* [INPUT]
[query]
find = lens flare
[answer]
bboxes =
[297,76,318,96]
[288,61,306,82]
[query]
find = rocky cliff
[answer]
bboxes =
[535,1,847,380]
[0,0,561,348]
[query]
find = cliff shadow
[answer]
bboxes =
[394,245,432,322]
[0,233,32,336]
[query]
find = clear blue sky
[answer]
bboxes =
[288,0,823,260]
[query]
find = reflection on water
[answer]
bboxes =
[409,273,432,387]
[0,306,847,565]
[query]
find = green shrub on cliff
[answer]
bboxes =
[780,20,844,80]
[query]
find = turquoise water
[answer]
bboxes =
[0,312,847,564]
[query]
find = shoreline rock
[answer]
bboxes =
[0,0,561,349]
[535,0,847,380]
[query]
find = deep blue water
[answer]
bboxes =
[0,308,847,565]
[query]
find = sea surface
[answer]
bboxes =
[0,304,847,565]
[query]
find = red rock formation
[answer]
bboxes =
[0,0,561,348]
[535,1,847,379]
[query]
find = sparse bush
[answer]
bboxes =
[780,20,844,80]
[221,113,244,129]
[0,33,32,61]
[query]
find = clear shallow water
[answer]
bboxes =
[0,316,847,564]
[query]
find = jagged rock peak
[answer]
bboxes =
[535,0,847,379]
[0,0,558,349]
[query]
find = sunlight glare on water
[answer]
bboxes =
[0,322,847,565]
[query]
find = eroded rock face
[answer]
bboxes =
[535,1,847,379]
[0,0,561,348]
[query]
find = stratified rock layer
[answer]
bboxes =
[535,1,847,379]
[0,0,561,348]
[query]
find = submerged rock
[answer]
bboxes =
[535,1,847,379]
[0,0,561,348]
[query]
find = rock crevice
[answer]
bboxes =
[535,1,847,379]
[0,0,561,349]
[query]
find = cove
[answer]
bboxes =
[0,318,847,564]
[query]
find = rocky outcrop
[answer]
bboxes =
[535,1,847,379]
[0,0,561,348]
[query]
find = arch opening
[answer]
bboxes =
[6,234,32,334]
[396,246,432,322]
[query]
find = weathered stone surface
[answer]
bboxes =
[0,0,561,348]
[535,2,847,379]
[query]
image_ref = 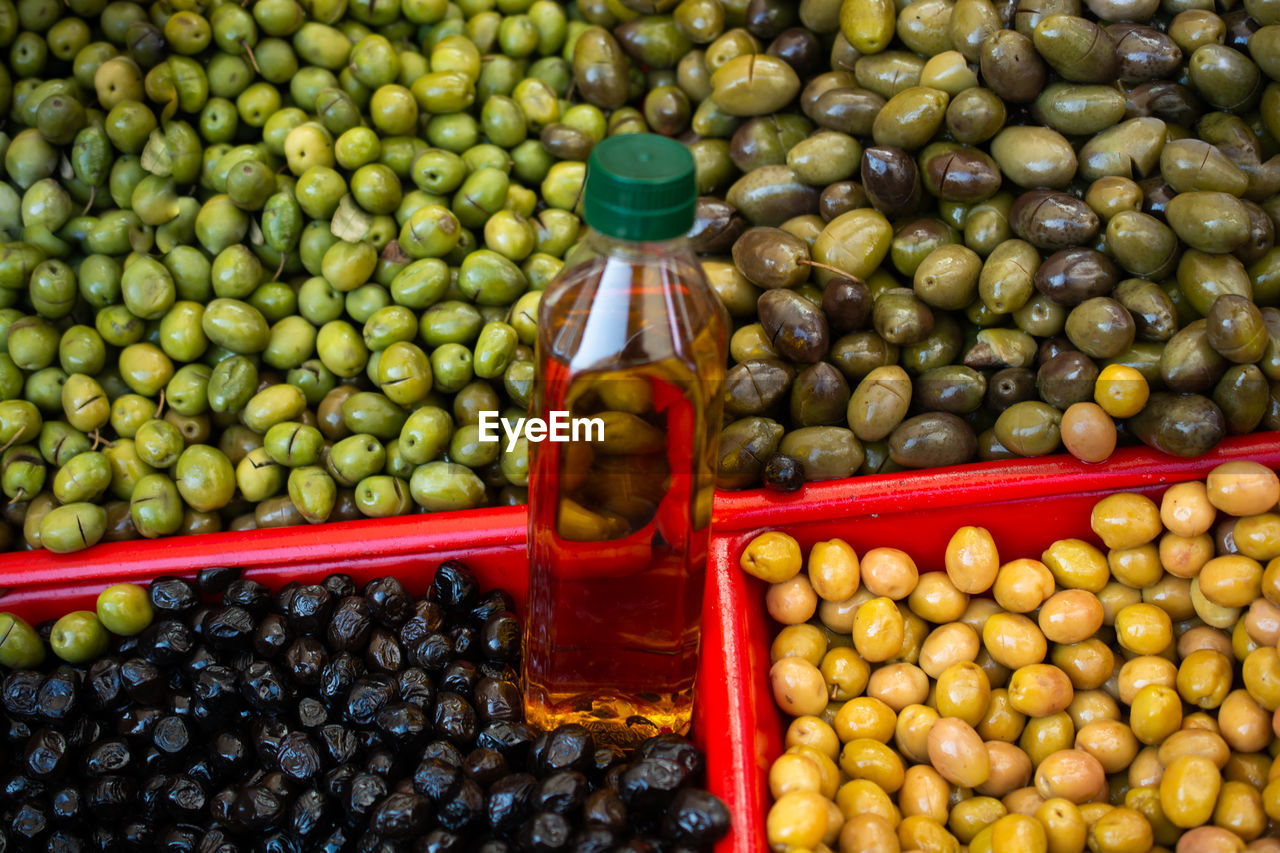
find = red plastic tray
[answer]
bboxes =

* [GIVEN TASK] Output everything from the beginning of the records down to and including the line containing "[288,0,823,260]" as a JSON list of strings, one string per line, omitting blank lines.

* [OUTPUT FOR THIS TASK]
[
  "[query]",
  "find = lens flare",
  "[answer]",
  "bboxes =",
  "[297,76,318,96]",
  "[288,61,306,82]",
  "[query]",
  "find = rocky cliff",
  "[answer]",
  "bboxes =",
  "[535,1,847,380]",
  "[0,0,561,348]",
  "[query]",
  "find = cliff shadow",
  "[answer]",
  "bboxes =",
  "[394,245,432,322]",
  "[0,233,32,336]",
  "[query]",
  "find = clear blue sky",
  "[answer]",
  "bboxes =",
  "[288,0,823,260]"
]